Source excerpt
Dean Stewart and FEAR Youth primed for GODZone

New Zealand has a proud tradition in adventure racing. This country hosts some of the best adventure racing in the world and our top athletes have conquered the globe.

A Southland-based youth team is looking to forge a path for the next generation of world-leading New Zealand adventure racers. Nathan Burdon talked with one of its leaders, Dean Stewart.


After 150km of trekking, including some 12,000m of climbing, 19-year-old Dean Stewart reached out towards The Revenant’s ceremonial bottle of whisky sitting on the camp table and ‘tapped out’.

Participants who ‘fail’ to make it to the finish line have to tap the bottle. Finishers get to drink from it. Only four finishers have ever tasted success in the event’s four year history.

As the ‘last man standing’ in The Revenant, an almost unspeakably difficult endurance event held in the hills above Garston, the Southland teenager was the final withdrawal after missing the cut off by 30 minutes to attempt a fourth lap of the course.

Stored rows
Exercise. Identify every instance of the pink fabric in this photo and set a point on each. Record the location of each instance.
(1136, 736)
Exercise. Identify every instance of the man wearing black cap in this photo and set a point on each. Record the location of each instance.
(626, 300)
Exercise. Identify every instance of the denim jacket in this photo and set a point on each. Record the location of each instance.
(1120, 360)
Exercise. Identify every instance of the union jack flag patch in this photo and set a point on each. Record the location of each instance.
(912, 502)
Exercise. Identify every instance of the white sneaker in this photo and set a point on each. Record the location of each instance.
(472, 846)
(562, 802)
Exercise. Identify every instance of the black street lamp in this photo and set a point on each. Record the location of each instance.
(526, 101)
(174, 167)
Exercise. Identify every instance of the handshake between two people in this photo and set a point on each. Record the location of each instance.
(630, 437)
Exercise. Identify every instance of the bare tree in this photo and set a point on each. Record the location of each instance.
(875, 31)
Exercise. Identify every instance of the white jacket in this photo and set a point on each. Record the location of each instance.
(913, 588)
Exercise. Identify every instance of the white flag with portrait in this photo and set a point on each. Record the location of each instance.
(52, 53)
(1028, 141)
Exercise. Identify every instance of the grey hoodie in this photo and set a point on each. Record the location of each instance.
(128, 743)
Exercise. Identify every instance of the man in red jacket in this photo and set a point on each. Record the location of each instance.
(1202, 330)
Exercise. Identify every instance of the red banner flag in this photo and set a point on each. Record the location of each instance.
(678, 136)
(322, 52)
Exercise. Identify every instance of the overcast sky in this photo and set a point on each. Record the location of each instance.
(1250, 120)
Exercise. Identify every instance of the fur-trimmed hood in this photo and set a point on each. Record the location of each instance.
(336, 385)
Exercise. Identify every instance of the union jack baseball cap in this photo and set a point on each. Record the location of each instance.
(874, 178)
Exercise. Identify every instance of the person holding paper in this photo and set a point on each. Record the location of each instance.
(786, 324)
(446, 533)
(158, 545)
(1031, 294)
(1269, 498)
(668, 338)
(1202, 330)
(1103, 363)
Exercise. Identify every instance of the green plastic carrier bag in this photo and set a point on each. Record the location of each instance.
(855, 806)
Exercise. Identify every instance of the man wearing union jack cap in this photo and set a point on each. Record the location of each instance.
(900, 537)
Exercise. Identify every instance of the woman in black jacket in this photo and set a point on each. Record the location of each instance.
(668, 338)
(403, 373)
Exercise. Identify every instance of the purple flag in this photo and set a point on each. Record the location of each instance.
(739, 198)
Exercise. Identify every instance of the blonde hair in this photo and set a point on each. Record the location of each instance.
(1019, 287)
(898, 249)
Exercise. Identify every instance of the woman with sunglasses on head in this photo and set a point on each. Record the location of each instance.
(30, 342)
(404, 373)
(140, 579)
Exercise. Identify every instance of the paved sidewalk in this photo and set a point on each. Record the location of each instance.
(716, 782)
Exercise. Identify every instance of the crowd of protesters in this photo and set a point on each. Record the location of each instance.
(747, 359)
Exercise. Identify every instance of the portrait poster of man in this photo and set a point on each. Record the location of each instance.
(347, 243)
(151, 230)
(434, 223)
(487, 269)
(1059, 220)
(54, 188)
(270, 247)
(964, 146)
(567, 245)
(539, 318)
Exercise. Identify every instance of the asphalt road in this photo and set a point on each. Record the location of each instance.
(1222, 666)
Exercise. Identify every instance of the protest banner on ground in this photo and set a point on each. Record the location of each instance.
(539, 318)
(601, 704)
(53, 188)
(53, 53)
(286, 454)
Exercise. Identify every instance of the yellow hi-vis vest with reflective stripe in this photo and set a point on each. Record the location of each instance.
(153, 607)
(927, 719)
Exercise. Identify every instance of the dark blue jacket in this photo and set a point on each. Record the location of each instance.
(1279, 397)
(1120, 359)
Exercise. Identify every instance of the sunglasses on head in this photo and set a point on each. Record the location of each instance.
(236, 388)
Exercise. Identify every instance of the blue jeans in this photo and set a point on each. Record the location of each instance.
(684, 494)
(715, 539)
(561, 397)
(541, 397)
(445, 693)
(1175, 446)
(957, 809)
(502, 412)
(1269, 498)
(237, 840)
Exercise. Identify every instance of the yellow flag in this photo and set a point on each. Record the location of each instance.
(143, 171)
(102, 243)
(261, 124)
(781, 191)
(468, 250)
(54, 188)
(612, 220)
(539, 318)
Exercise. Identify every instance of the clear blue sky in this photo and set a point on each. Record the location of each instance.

Requirements
Reproduce the whole article about Dean Stewart and adventure racing word for word.

Exercise answer
Dean Stewart and FEAR Youth primed for GODZone

New Zealand has a proud tradition in adventure racing. This country hosts some of the best adventure racing in the world and our top athletes have conquered the globe.

A Southland-based youth team is looking to forge a path for the next generation of world-leading New Zealand adventure racers. Nathan Burdon talked with one of its leaders, Dean Stewart.


After 150km of trekking, including some 12,000m of climbing, 19-year-old Dean Stewart reached out towards The Revenant’s ceremonial bottle of whisky sitting on the camp table and ‘tapped out’.

Participants who ‘fail’ to make it to the finish line have to tap the bottle. Finishers get to drink from it. Only four finishers have ever tasted success in the event’s four year history.

As the ‘last man standing’ in The Revenant, an almost unspeakably difficult endurance event held in the hills above Garston, the Southland teenager was the final withdrawal after missing the cut off by 30 minutes to attempt a fourth lap of the course.